## INSTRUCTIONS TO FOLLOW
In the records below, tally each line that contains the word "tree" and give the total only.

(Collection entries)
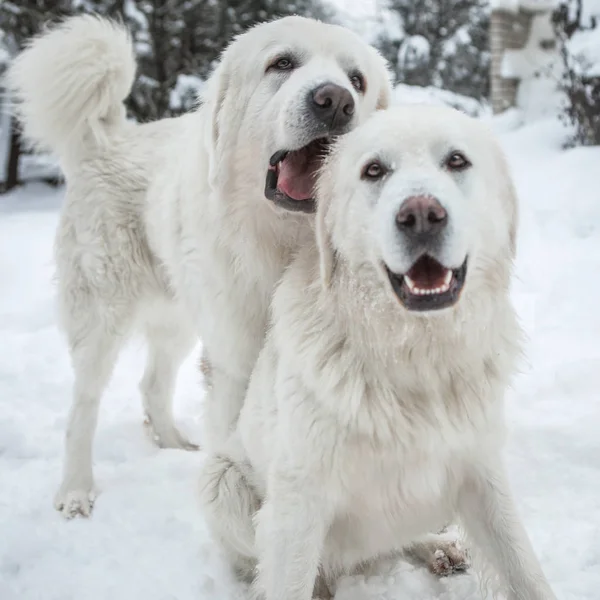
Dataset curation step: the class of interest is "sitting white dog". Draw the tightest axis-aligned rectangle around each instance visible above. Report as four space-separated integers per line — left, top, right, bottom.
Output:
199 106 557 600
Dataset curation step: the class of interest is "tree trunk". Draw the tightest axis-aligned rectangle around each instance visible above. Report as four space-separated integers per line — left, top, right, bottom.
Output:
3 118 22 192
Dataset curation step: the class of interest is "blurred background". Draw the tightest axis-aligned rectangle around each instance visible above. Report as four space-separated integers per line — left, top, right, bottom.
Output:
0 0 598 192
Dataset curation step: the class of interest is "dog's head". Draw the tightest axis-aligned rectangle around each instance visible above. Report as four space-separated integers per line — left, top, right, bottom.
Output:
317 106 518 314
204 16 391 214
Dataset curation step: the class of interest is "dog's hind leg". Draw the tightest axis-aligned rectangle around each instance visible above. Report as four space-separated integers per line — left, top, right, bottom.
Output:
140 298 198 450
55 312 131 518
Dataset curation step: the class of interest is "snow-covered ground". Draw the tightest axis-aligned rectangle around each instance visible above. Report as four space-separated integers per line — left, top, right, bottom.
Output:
1 110 599 600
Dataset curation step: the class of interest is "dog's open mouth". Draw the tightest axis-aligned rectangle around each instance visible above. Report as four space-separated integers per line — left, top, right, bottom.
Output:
265 138 331 213
385 255 468 312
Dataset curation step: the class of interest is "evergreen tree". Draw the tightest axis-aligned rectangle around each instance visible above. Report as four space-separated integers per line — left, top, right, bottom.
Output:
376 0 490 101
552 0 600 146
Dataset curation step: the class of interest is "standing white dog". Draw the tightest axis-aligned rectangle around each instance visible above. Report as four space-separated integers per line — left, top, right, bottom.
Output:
7 15 391 517
199 106 558 600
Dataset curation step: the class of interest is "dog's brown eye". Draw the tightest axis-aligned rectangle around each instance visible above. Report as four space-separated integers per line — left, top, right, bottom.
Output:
446 152 470 171
270 57 294 71
362 161 385 180
350 73 365 92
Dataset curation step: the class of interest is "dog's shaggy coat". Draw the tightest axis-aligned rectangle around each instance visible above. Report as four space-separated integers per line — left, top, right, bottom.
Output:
6 15 392 517
199 106 558 600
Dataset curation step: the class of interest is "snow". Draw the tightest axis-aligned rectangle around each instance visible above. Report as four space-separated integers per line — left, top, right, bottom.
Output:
1 112 600 598
489 0 557 12
327 0 393 44
569 26 600 75
567 0 600 79
490 0 521 14
397 35 431 70
169 74 205 113
392 84 489 117
518 0 559 12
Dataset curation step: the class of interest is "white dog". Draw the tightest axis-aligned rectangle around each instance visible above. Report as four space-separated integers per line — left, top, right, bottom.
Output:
7 15 391 518
199 106 558 600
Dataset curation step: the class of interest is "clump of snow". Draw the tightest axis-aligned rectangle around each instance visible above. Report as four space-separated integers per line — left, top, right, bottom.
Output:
567 16 600 77
123 0 148 31
169 74 205 113
397 35 431 71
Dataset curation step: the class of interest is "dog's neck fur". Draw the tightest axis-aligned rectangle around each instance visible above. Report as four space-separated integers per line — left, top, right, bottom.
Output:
209 119 314 275
333 257 518 363
273 242 522 433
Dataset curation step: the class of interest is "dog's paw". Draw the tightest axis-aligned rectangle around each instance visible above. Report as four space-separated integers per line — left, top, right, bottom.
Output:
143 415 200 451
54 486 97 519
428 541 470 577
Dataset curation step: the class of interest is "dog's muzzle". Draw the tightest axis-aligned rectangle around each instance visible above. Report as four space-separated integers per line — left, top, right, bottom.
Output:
385 195 468 311
264 82 355 213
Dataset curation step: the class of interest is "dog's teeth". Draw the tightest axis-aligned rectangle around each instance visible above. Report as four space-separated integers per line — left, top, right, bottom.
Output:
409 283 452 296
405 268 454 297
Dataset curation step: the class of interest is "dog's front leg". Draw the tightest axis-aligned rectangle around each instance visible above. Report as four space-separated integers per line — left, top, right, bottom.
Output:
458 457 557 600
254 471 331 600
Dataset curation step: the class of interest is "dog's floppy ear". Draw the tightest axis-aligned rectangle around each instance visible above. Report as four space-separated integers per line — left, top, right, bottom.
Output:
371 49 393 110
376 82 391 111
316 185 337 288
506 178 519 259
204 59 230 188
316 204 336 288
495 147 519 259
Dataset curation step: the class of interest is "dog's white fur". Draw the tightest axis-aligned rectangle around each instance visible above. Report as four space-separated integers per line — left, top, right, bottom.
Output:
7 15 392 517
199 106 558 600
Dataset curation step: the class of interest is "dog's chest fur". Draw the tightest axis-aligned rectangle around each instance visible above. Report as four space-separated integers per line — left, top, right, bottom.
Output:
317 379 489 569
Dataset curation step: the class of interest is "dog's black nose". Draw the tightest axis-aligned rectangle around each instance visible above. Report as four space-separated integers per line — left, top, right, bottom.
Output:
309 83 355 131
396 195 448 238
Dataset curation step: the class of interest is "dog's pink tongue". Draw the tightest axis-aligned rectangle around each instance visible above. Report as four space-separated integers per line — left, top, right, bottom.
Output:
278 152 316 201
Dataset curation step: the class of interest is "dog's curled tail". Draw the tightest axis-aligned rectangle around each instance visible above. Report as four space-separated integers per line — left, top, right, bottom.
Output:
199 452 259 570
6 15 136 158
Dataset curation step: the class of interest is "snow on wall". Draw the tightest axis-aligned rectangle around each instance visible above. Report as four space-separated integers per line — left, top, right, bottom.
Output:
501 12 558 79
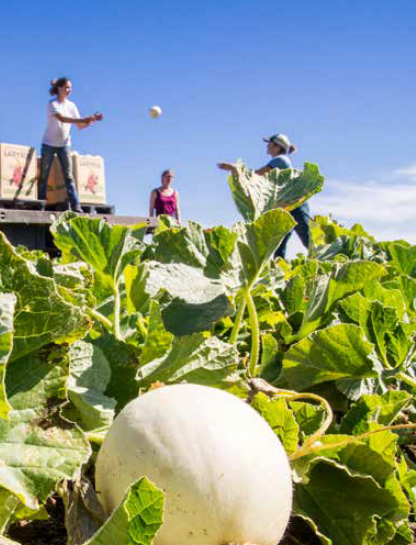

## SOLUTION BELOW
2